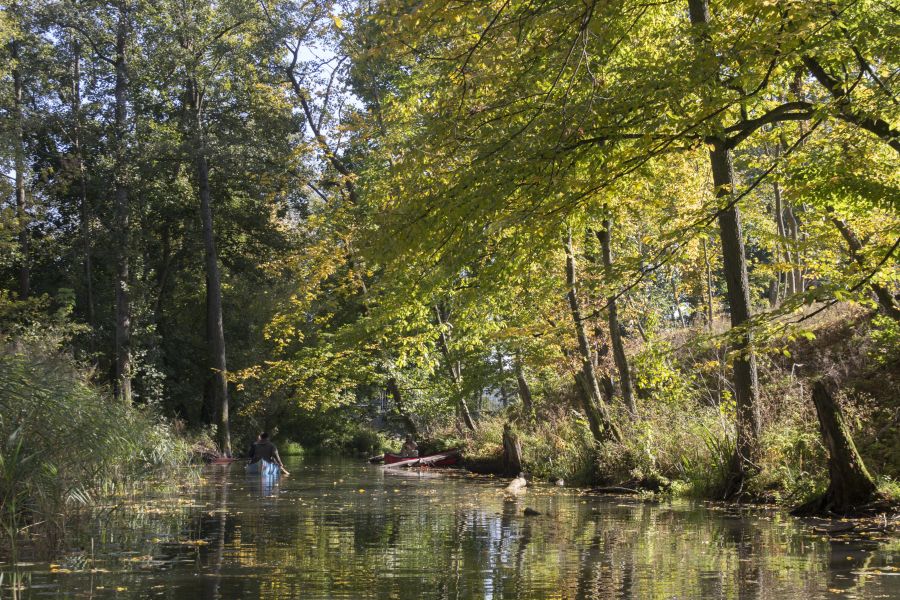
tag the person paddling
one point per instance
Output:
(264, 449)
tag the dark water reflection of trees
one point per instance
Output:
(344, 530)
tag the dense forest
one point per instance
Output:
(645, 243)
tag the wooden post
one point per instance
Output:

#### Prompt:
Present every line of the records above as a Markdown table with two columns, Row for the number and Line for the text, and skip any blank lines. Leave the pictures out of the table.

#### The solution:
| Row | Line |
|---|---|
| 1 | tag the person paddling |
| 2 | one point per instance |
| 3 | Output: |
| 4 | (264, 449) |
| 5 | tag the dark water reflection of trees |
| 6 | one point per instance |
| 7 | Output: |
| 8 | (344, 530) |
| 9 | tag the dense forest |
| 10 | one point per instance |
| 11 | Output: |
| 12 | (645, 243) |
| 13 | tag the wooden post |
| 14 | one point per instance |
| 15 | Output: |